## [Available data]
____________________

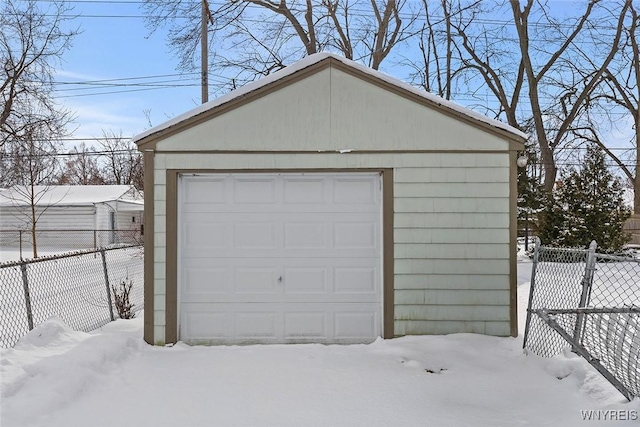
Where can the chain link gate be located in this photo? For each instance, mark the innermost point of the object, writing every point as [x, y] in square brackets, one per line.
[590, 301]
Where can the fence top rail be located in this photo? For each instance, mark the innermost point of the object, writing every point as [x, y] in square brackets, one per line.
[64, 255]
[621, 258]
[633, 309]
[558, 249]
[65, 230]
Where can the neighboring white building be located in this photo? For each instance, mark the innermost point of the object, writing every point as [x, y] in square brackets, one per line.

____________________

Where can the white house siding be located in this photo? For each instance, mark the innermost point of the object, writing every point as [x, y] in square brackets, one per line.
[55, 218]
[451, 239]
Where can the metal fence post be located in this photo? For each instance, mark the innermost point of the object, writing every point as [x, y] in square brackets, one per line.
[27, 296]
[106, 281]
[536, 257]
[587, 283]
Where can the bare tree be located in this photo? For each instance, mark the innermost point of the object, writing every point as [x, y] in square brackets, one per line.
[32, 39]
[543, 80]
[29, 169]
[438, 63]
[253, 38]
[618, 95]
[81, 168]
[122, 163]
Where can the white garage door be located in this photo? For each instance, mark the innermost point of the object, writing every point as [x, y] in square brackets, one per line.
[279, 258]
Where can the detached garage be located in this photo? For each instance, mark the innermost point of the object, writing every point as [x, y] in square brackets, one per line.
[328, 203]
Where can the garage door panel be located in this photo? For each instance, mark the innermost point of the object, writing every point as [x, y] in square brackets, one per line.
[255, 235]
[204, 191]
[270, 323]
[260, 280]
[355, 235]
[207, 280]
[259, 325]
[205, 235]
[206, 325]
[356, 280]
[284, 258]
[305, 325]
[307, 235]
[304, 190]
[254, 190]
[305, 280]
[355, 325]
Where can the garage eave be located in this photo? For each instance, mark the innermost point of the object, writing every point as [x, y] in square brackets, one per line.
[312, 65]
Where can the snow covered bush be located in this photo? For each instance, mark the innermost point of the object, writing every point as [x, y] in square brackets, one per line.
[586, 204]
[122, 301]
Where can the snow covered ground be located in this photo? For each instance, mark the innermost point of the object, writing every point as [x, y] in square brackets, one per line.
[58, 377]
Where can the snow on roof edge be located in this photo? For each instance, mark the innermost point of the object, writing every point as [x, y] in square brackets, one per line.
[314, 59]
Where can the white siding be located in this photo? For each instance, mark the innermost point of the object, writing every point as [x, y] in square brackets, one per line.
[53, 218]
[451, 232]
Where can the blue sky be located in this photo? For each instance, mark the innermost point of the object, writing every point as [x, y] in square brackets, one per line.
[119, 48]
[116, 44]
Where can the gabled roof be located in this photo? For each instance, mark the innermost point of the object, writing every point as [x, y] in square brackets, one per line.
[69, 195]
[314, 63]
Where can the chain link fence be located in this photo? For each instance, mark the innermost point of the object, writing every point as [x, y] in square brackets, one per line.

____________________

## [Directions for this task]
Quote the data above from the line containing "Where can the chain link gate" to the line containing "Where can the neighboring", inclusive, and stop.

## [Answer to the exercise]
Where can the chain link gate be located in this photo? For each instance, mark the innermost point of the object, writing every point as [x, y] in square brackets, one per line.
[590, 301]
Where can the fence top rail be located in this photo? For each instance, mark the innermost point of the object, writing every point as [x, y] in square brackets, one per line.
[64, 255]
[621, 258]
[633, 309]
[558, 249]
[65, 230]
Where can the neighboring white building be located in this photo? For each instance, mark the innermost point of the object, writing every point as [x, y] in square brackets, one per line.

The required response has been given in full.